Source material: Begin
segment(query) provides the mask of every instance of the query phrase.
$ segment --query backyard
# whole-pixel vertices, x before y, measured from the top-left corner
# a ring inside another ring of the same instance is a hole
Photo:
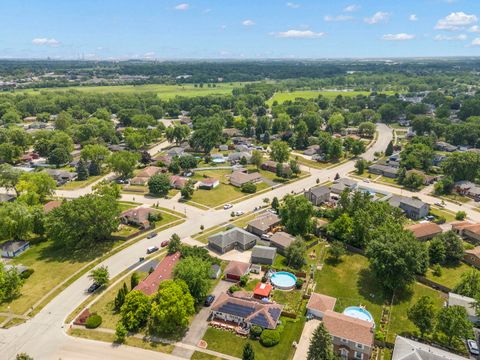
[[[432,269],[428,269],[425,277],[439,283],[440,285],[453,289],[460,282],[462,274],[472,269],[474,268],[460,262],[457,265],[442,266],[442,273],[440,276],[434,275]]]
[[[384,91],[382,94],[393,95],[393,91]],[[304,90],[304,91],[291,91],[291,92],[277,92],[275,93],[268,101],[268,106],[272,106],[274,101],[278,103],[283,103],[285,101],[293,101],[296,98],[302,99],[314,99],[317,98],[319,95],[326,97],[329,100],[335,99],[338,95],[342,95],[344,97],[354,97],[357,95],[370,95],[369,91],[335,91],[335,90]]]
[[[90,184],[93,184],[95,181],[100,180],[104,175],[97,175],[97,176],[90,176],[86,180],[74,180],[65,183],[64,185],[60,186],[60,190],[75,190],[84,188]]]

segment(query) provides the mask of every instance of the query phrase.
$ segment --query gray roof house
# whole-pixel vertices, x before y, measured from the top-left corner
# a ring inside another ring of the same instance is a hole
[[[255,246],[259,237],[239,227],[231,228],[208,237],[208,247],[220,254],[237,249],[248,250]]]
[[[11,194],[0,194],[0,203],[2,202],[10,202],[15,200],[15,196]]]
[[[235,163],[235,162],[240,162],[242,158],[247,159],[247,161],[250,161],[252,158],[252,154],[250,154],[247,151],[237,151],[237,152],[232,152],[228,154],[228,161]]]
[[[280,224],[281,219],[278,215],[267,213],[260,215],[247,224],[247,230],[252,234],[262,236],[269,232],[272,227]]]
[[[185,152],[185,149],[182,147],[173,147],[167,151],[167,155],[174,157],[174,156],[181,156]]]
[[[277,249],[269,246],[255,245],[252,249],[252,264],[272,265],[277,255]]]
[[[292,236],[289,233],[283,231],[278,231],[270,238],[270,246],[277,248],[280,254],[284,254],[285,249],[289,247],[290,244],[294,241],[295,236]]]
[[[335,180],[333,185],[330,186],[330,191],[334,194],[341,194],[343,190],[350,189],[355,190],[358,186],[358,182],[352,179],[341,178]]]
[[[368,172],[394,179],[397,177],[398,169],[393,166],[373,164],[368,167]]]
[[[13,258],[20,255],[30,247],[30,243],[24,240],[9,240],[0,245],[2,257]]]
[[[57,182],[57,185],[63,185],[67,181],[75,180],[78,176],[76,172],[70,172],[58,169],[45,169],[45,172],[50,175],[53,180]]]
[[[212,264],[208,275],[210,276],[210,279],[218,279],[220,275],[222,275],[222,268],[220,265]]]
[[[465,360],[463,356],[397,336],[392,360]]]
[[[328,186],[318,186],[305,191],[304,196],[313,205],[318,206],[330,200],[330,188]]]
[[[405,215],[412,220],[420,220],[427,216],[430,211],[430,205],[427,203],[406,196],[394,195],[387,201],[391,206],[402,209]]]
[[[448,306],[461,306],[467,311],[468,319],[476,323],[480,318],[475,313],[475,299],[455,294],[452,292],[448,293]]]

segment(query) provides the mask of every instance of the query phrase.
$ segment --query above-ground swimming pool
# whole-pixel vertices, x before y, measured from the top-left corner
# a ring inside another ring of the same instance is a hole
[[[371,323],[374,322],[372,314],[360,306],[349,306],[343,310],[343,313],[356,319],[365,320]]]
[[[215,164],[223,164],[225,162],[225,158],[214,158],[212,159],[212,162]]]
[[[272,274],[270,282],[280,290],[292,290],[297,282],[297,277],[287,271],[278,271]]]

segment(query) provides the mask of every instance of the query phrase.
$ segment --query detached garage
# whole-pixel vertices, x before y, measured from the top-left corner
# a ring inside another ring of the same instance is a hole
[[[225,280],[240,281],[243,275],[250,271],[250,264],[240,261],[230,261],[225,268]]]

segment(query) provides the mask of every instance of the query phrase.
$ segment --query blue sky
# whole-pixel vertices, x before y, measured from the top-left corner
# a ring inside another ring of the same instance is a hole
[[[1,0],[0,58],[480,55],[480,0]]]

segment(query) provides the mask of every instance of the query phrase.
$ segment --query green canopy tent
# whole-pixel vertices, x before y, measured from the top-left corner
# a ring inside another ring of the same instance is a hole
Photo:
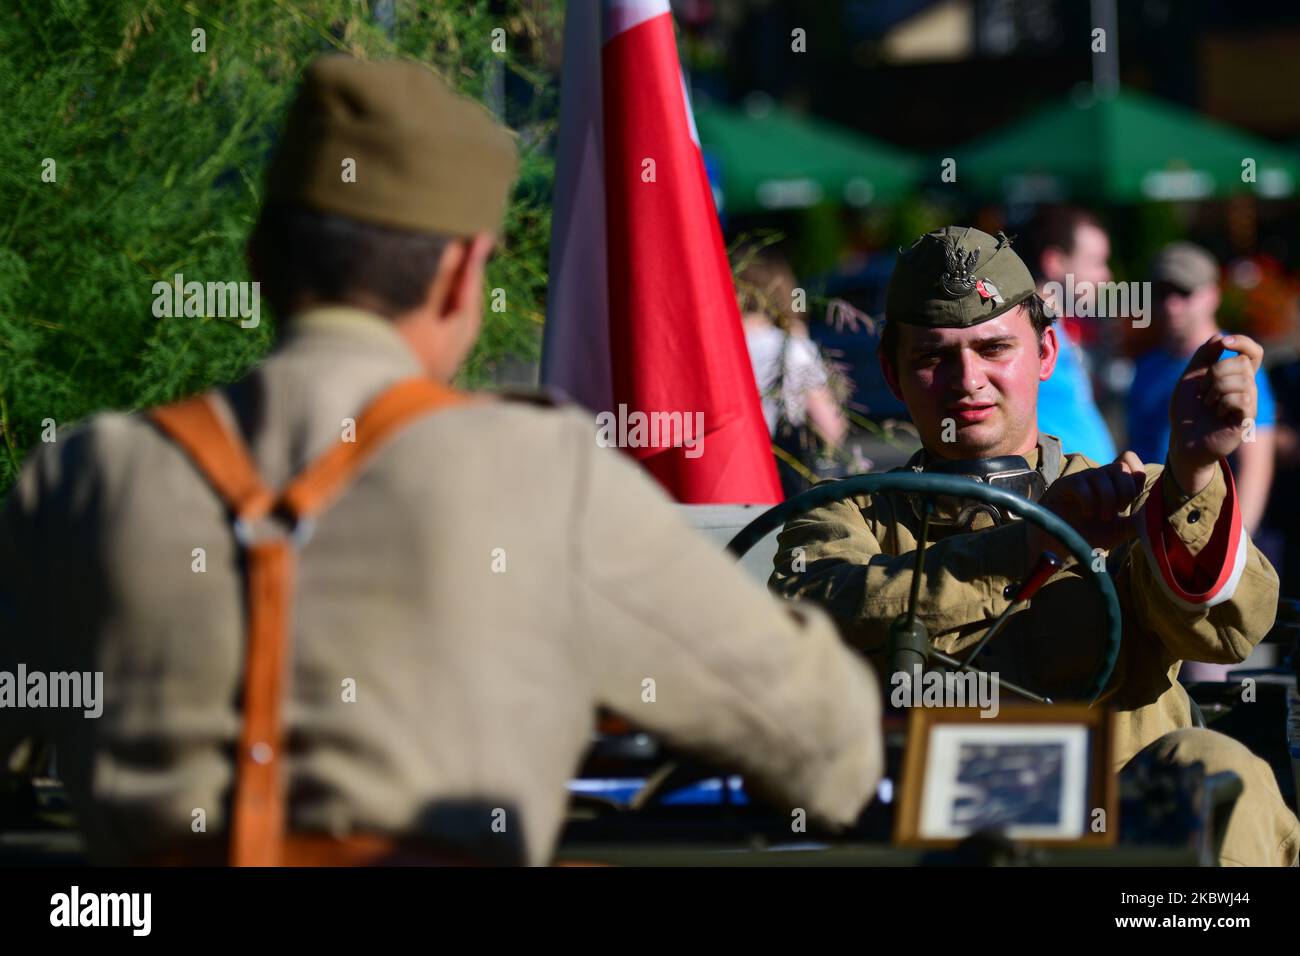
[[[729,214],[892,202],[912,193],[918,157],[780,108],[749,113],[697,104],[700,145],[720,167]]]
[[[1058,101],[952,155],[958,186],[1007,202],[1280,199],[1300,183],[1284,148],[1131,92]]]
Source material: End
▶ Description of the task
Give the listing above again word for word, without its pictures.

▶ Output
segment(query) provides the mask of every instance of the query phrase.
$ segment --query backyard
# whole-pixel vertices, x before y, measured from the top-left corner
# a ring inside another ring of the same instance is a hole
Photo:
[[[432,269],[428,269],[425,277],[439,283],[440,285],[453,289],[460,282],[462,274],[472,269],[474,268],[460,262],[457,265],[442,266],[442,273],[440,276],[434,275]]]
[[[384,91],[382,94],[393,95],[393,91]],[[304,90],[304,91],[291,91],[291,92],[277,92],[275,93],[268,101],[268,106],[272,106],[274,101],[278,103],[283,103],[285,101],[293,101],[296,98],[302,99],[314,99],[317,98],[319,95],[326,97],[329,100],[335,99],[338,95],[342,95],[344,97],[354,97],[357,95],[370,95],[369,91],[335,91],[335,90]]]
[[[90,184],[93,184],[95,181],[100,180],[104,175],[97,175],[97,176],[90,176],[86,180],[74,180],[65,183],[64,185],[60,186],[60,190],[75,190],[84,188]]]

segment(query) provides the mask of every instance of the query phrase.
$ segment --query gray roof house
# whole-pixel vertices, x before y, measured from the top-left corner
# a ring inside another ring of the same instance is a hole
[[[255,246],[259,237],[239,227],[231,228],[208,237],[208,247],[220,254],[237,249],[248,250]]]
[[[11,194],[0,194],[0,203],[2,202],[10,202],[15,200],[15,196]]]
[[[235,163],[235,162],[240,162],[242,158],[247,159],[247,161],[250,161],[252,158],[252,154],[250,154],[247,151],[237,151],[237,152],[232,152],[228,154],[228,161]]]
[[[280,224],[281,219],[278,215],[267,213],[260,215],[247,224],[247,230],[252,234],[262,236],[269,232],[272,227]]]
[[[185,152],[185,149],[182,147],[173,147],[167,151],[167,155],[174,157],[174,156],[181,156]]]
[[[277,249],[269,246],[255,245],[252,249],[252,264],[272,265],[277,255]]]
[[[292,236],[289,233],[283,231],[278,231],[270,238],[270,246],[277,248],[280,254],[284,254],[285,249],[289,247],[290,244],[294,241],[295,236]]]
[[[335,180],[333,185],[330,186],[330,191],[334,194],[341,194],[343,190],[350,189],[355,190],[358,186],[358,182],[352,179],[341,178]]]
[[[368,172],[394,179],[397,177],[398,169],[393,166],[373,164],[368,167]]]
[[[13,258],[20,255],[30,247],[30,243],[24,240],[9,240],[0,245],[2,257]]]
[[[57,182],[57,185],[63,185],[67,181],[75,180],[78,176],[76,172],[70,172],[58,169],[45,169],[45,172],[50,175],[53,180]]]
[[[212,264],[208,275],[210,276],[210,279],[218,279],[220,275],[222,275],[222,268],[220,265]]]
[[[465,360],[463,356],[397,336],[392,360]]]
[[[328,186],[318,186],[305,191],[304,196],[313,205],[318,206],[330,200],[330,188]]]
[[[405,215],[412,220],[420,220],[427,216],[430,211],[430,205],[427,203],[406,196],[394,195],[387,201],[391,206],[402,209]]]
[[[448,306],[461,306],[467,311],[468,319],[476,323],[480,318],[475,313],[475,299],[455,294],[452,292],[448,293]]]

segment(query) provides the mask of every instance of the query phrase.
$ segment --query above-ground swimming pool
# whole-pixel vertices, x before y, measured from the top-left corner
# a ring inside another ring of the same instance is a hole
[[[371,323],[374,322],[372,314],[360,306],[349,306],[343,310],[343,313],[356,319],[365,320]]]
[[[215,164],[223,164],[225,162],[225,158],[214,158],[212,159],[212,162]]]
[[[272,274],[270,282],[280,290],[292,290],[297,282],[297,277],[287,271],[278,271]]]

segment(query) provides the mask of every instance of the query phrase.
$ segment --query detached garage
# whole-pixel vertices, x before y, measured from the top-left corner
# a ring inside another ring of the same instance is a hole
[[[225,280],[240,281],[243,275],[250,271],[250,264],[240,261],[230,261],[225,268]]]

segment(query) provides the mask of every instance of the query phrase.
$ segment --query blue sky
# whole-pixel vertices, x before y, measured from the top-left corner
# a ring inside another ring of the same instance is a hole
[[[1,0],[0,58],[480,55],[480,0]]]

segment(query) provides the mask of every instance of the query phrase.
$ segment --query green canopy tent
# whole-pixel vertices, x before y, measured from the top-left corner
# a ring inside another ring of the same instance is a hole
Photo:
[[[729,214],[892,202],[912,193],[918,157],[780,108],[749,113],[697,104],[700,145],[720,167]]]
[[[1058,101],[952,155],[958,186],[1007,202],[1280,199],[1300,183],[1284,148],[1131,92]]]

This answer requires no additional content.